### TASK DIRECTIONS
In the "Crossing the Gulf" post, how long had it been since the writer last saw the middle-aged couple at the funeral?

### PAGE EXCERPT
[Start of section]

Tuesday, May 12, 2020

Crossing the Gulf

“... with patience, bearing with one another in love.”

Easily said, isn’t it?

“Between us and you there is a great gulf fixed.” So said Abraham to the rich man suffering the torments of hades. That chasm is not crossable. “They which would pass from hence to you cannot.”

Speaking naturally, there is also a great gulf fixed between you and me. Not all of you, of course, but certainly some of you. Cross it we must. Our first step is to recognize it is there.

How Hard is It?

An illustration, if I may. Some months ago I attended the funeral of an old friend of my father’s. As is usual among Christians, I ran into a bunch of people I hadn’t seen in years. Sometimes these days it seems the only time we encounter each other is in the basements of church buildings, holding on to paper plates piled with those little triangular sandwiches which a certain species of evangelical woman is so adept at producing in times of grief, usually in copious quantities. You know the ones I mean, with the bread crusts cut off, and some kind of mysterious and not-entirely-unpleasant gray or pink paste between the slices.

As I sat down in the pew prior to the service, I recognized a middle-aged couple I hadn’t seen in over twenty years, and leaned over to say hello. The wife, acknowledging that my own father had gone to be with the Lord some time prior, said something kind about him that I don’t quite remember.

“Thank you,” I replied. “He had a long life, well-lived, and we know where he is today. We have lots to be grateful for.”

“Oh yes,” she said, all earnest and moist-eyed. “But it’s hard. It’s very hard.”

Hard? Hmm. I thought about that. You see, for me it wasn’t hard at all.

[End of section]

### Stored data entries

[Start of section]

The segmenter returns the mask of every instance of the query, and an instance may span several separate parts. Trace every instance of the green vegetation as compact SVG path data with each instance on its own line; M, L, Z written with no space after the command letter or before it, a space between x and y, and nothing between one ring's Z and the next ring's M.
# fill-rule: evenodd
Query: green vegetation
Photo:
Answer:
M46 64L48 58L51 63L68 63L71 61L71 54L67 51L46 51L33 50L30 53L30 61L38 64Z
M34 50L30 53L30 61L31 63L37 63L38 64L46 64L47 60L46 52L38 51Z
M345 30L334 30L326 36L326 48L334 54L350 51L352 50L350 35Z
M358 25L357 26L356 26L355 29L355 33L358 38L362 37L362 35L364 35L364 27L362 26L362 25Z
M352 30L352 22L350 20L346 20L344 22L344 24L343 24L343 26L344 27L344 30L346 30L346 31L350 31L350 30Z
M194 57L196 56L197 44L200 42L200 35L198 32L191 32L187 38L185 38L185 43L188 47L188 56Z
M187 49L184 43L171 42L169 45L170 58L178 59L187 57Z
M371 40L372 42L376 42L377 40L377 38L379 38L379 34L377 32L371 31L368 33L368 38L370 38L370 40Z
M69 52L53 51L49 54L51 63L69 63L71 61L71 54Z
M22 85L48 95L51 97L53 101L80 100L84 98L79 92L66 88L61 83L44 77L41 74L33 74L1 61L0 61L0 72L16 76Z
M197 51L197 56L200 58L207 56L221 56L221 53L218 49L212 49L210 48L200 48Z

[End of section]

### EXERCISE RESULT
Over twenty years.